- _Your objective_
Please write out the listing exactly, leaving each picture out.

◆ ◆ ◆ ◆

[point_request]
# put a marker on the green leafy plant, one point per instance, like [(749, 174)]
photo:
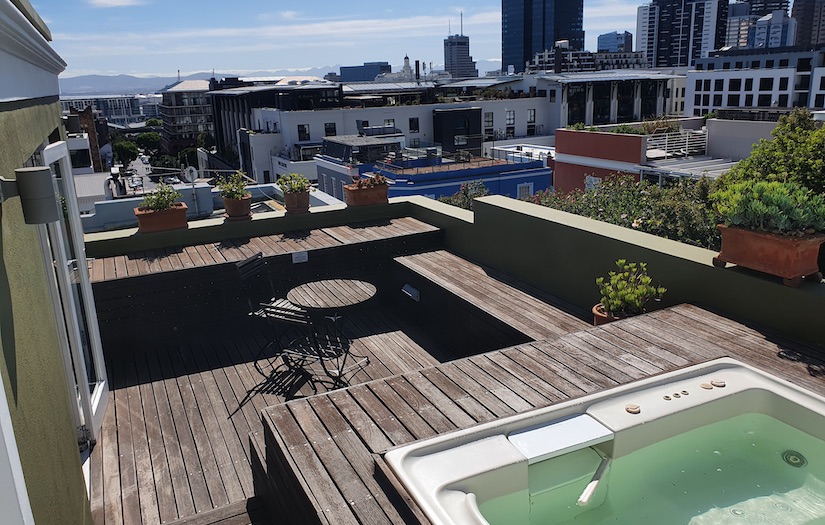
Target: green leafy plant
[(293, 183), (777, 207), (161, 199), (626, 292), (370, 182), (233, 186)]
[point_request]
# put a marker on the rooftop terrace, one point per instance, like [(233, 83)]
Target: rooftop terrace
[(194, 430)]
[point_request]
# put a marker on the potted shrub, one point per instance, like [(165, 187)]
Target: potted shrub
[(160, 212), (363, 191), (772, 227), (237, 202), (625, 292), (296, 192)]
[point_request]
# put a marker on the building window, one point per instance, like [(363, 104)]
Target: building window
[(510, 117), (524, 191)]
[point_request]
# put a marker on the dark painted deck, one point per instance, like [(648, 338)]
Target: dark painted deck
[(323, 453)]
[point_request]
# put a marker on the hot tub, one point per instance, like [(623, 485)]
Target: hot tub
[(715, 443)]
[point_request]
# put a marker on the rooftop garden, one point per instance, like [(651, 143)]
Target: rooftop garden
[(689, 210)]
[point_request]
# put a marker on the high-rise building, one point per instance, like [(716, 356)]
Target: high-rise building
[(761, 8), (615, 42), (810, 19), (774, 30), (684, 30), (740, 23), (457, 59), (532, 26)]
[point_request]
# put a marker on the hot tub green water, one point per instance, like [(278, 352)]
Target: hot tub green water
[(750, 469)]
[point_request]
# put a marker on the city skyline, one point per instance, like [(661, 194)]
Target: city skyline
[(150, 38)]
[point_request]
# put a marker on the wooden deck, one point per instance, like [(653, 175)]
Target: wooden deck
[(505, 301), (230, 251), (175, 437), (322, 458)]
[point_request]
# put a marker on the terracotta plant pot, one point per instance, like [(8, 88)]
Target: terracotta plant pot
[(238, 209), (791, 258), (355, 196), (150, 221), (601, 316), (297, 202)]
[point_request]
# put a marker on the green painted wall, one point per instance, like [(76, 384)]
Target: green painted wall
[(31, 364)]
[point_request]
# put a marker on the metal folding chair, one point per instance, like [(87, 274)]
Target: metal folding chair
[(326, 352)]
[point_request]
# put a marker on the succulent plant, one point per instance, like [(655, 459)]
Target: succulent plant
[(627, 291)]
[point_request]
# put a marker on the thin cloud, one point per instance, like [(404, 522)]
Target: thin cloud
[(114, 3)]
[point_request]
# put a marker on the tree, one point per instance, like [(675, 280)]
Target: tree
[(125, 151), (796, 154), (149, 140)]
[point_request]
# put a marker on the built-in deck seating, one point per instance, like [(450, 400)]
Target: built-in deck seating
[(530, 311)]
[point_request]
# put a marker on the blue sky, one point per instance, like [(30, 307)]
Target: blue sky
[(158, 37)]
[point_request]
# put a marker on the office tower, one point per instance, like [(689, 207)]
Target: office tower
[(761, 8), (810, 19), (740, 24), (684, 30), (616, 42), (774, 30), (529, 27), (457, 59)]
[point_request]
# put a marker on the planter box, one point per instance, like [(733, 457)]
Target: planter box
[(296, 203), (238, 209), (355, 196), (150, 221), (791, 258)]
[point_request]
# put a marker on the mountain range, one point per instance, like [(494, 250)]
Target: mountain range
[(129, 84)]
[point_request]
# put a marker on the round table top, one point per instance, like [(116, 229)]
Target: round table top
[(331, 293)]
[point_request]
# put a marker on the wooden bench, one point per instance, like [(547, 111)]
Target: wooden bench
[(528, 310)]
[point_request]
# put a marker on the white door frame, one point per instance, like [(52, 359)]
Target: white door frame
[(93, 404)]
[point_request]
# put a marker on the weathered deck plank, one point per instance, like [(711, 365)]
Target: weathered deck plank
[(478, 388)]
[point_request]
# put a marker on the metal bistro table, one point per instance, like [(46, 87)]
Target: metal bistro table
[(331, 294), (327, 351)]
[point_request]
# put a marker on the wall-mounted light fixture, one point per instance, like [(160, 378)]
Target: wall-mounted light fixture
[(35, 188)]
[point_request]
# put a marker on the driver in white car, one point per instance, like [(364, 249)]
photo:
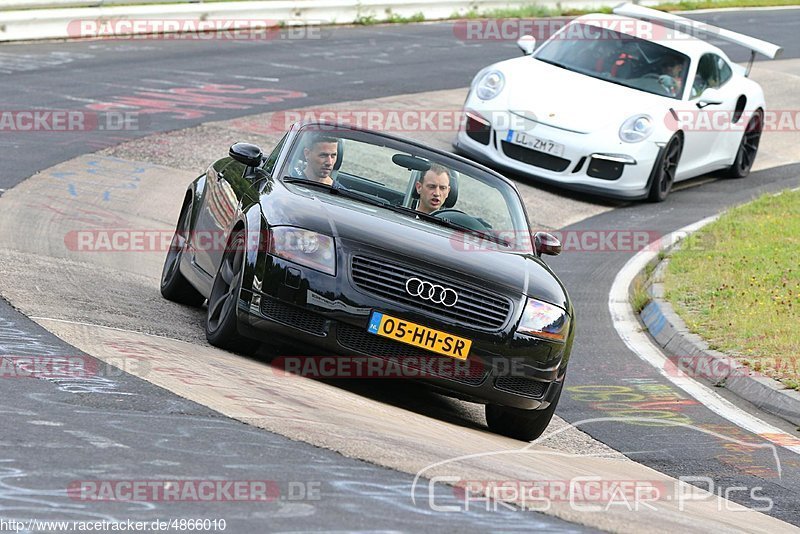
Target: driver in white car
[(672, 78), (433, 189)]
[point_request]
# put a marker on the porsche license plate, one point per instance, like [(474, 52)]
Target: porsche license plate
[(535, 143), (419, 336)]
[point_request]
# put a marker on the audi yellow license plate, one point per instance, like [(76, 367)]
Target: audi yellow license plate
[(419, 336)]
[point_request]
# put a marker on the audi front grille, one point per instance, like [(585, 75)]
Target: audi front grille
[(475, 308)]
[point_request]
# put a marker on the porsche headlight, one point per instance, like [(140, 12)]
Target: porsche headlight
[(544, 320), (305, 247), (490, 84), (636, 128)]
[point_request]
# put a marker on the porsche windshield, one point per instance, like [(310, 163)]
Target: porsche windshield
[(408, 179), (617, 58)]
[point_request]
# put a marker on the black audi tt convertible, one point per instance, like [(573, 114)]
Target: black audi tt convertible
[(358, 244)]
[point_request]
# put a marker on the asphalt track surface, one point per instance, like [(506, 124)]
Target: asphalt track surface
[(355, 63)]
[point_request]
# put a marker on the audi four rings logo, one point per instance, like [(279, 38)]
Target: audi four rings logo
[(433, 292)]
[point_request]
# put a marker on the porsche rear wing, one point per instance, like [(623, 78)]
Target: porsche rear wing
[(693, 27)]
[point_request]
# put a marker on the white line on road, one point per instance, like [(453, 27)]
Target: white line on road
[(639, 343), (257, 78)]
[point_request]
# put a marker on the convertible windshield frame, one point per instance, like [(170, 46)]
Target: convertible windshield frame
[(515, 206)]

◆ ◆ ◆ ◆

- _Exercise result_
[point_request]
# put a marker on the green leafy plant, one point per instance, like [(749, 174)]
photo:
Target: green leafy plant
[(293, 183), (777, 207), (161, 199), (626, 292), (370, 182), (233, 186)]
[point_request]
# put a marker on the rooftop terrace, one point per instance, like [(233, 83)]
Target: rooftop terrace
[(194, 430)]
[point_request]
# put a marker on the potted shrub, one point per instance, like [(165, 187)]
Target: potted shrub
[(160, 212), (363, 191), (772, 227), (237, 202), (625, 292), (296, 192)]
[point_request]
# put a marker on the building window, one point per instance, like [(363, 104)]
Target: building window
[(510, 117), (524, 191)]
[point_request]
# put a marker on the dark painted deck, one point per instance, like [(648, 338)]
Target: dark painted deck
[(323, 453)]
[point_request]
# put a marker on the hot tub, one point per instance, like [(623, 485)]
Target: hot tub
[(715, 443)]
[point_request]
# put a marker on the rooftop garden, one point per instance, like [(651, 143)]
Target: rooftop garden
[(689, 210)]
[point_request]
# put a marker on the high-rise building, one point per instance, like [(716, 356)]
Target: high-rise building
[(761, 8), (615, 42), (810, 19), (774, 30), (684, 30), (740, 23), (457, 59), (532, 26)]
[point_request]
# put a marker on the hot tub green water, one point per instance, like [(278, 352)]
Target: hot tub green water
[(750, 469)]
[point_request]
# put a marker on the city skyline, one point per instance, like [(661, 194)]
Target: city skyline
[(150, 38)]
[point_request]
# put a marker on the wooden deck, one point per instance, like [(653, 175)]
Target: wooden deck
[(505, 301), (230, 251), (175, 437), (322, 458)]
[point_request]
# put a marker on the terracotta plant pot, one point per instance, like [(8, 88)]
Target: terracotta plant pot
[(238, 209), (791, 258), (355, 196), (150, 221), (601, 316), (297, 202)]
[point_request]
# put a marker on the green painted wall, one point per instance, like [(76, 384)]
Target: green painted wall
[(31, 364)]
[point_request]
# put a marker on the metal folding chair, one point per instance, like [(87, 274)]
Target: metal folding chair
[(326, 352)]
[point_request]
# put a marker on the succulent plant, one point per instance, like [(655, 459)]
Target: succulent plant
[(627, 291)]
[point_request]
# put a marker on the thin cloud, one point per instance, like [(404, 522)]
Target: thin cloud
[(114, 3)]
[point_request]
# put a marker on the tree, one point per instance, like [(675, 280)]
Target: tree
[(125, 151), (796, 154), (149, 140)]
[point_request]
# put a marker on the built-in deck seating, one point per instance, like [(450, 400)]
Target: built-in deck seating
[(530, 311)]
[point_request]
# put a marker on the blue sky, one point per instance, like [(30, 307)]
Target: blue sky
[(158, 37)]
[point_request]
# put a marker on the office tower, one point per instance, like [(689, 207)]
Target: office tower
[(761, 8), (810, 19), (740, 24), (684, 30), (616, 42), (774, 30), (529, 27), (457, 59)]
[point_request]
# put a marker on the planter box, one point per instance, like [(733, 457)]
Target: planter box
[(296, 203), (238, 209), (355, 196), (150, 221), (791, 258)]
[point_request]
# put a marker on the mountain range, one point per instance, like [(494, 250)]
Target: mountain range
[(129, 84)]
[point_request]
# put a marker on the round table top, one point per instance, like [(116, 229)]
Target: round table top
[(331, 293)]
[point_request]
# put a marker on the wooden bench, one point per instance, like [(547, 111)]
Target: wooden bench
[(528, 310)]
[point_request]
# put a marker on the white door frame, one point per instance, like [(52, 359)]
Target: white door frame
[(93, 404)]
[point_request]
# put a marker on the weathered deck plank, one point per instance, like [(711, 365)]
Target: weathered deck plank
[(478, 388)]
[point_request]
# put a marker on the metal bistro table, one point per instance, like [(46, 87)]
Target: metal bistro table
[(331, 294), (327, 351)]
[point_request]
# put a marker on the wall-mounted light fixture, one point per instance, like [(160, 378)]
Target: wall-mounted light fixture
[(35, 188)]
[point_request]
# put a marker on the driver in white car, one point per instance, like [(364, 249)]
photo:
Target: driver in white car
[(672, 78), (433, 189)]
[point_request]
# put a marker on the porsche license plate, one point per instance, like [(474, 52)]
Target: porsche license plate
[(535, 143), (419, 336)]
[point_request]
# put a marker on the audi yellow license plate, one point per instance, like [(76, 367)]
Target: audi yellow license plate
[(419, 336)]
[point_request]
# put a marker on the audi front grille, one point per instance, like [(585, 75)]
Target: audi front grille
[(475, 308)]
[point_request]
# put a marker on the porsche headlight, one point per instance, like [(140, 12)]
Target: porsche headlight
[(544, 320), (305, 247), (490, 84), (636, 128)]
[point_request]
# put a marker on the porsche windshield, one point per instance, like [(310, 163)]
Target: porsche windshield
[(408, 179), (617, 58)]
[point_request]
# put a marker on the black audi tt convertible, one point per instance, like [(573, 114)]
Target: black audi tt convertible
[(358, 244)]
[point_request]
# put a marker on the asphalt track surface, one point per instance, like [(506, 124)]
Target: asphalt track surface
[(355, 63)]
[point_request]
# put a marker on the audi four rings logo, one point per instance, like [(279, 38)]
Target: audi four rings logo
[(433, 292)]
[point_request]
# put a marker on the porsche rear wing, one point per instance, like [(623, 78)]
Target: porsche rear wing
[(693, 27)]
[point_request]
# put a marker on the white line on road, one point per instance, like [(453, 27)]
Target: white line on road
[(639, 343), (257, 78)]
[point_request]
# put a marker on the convertible windshield frame, one point per instance, like [(170, 46)]
Target: convertible windshield frame
[(515, 206)]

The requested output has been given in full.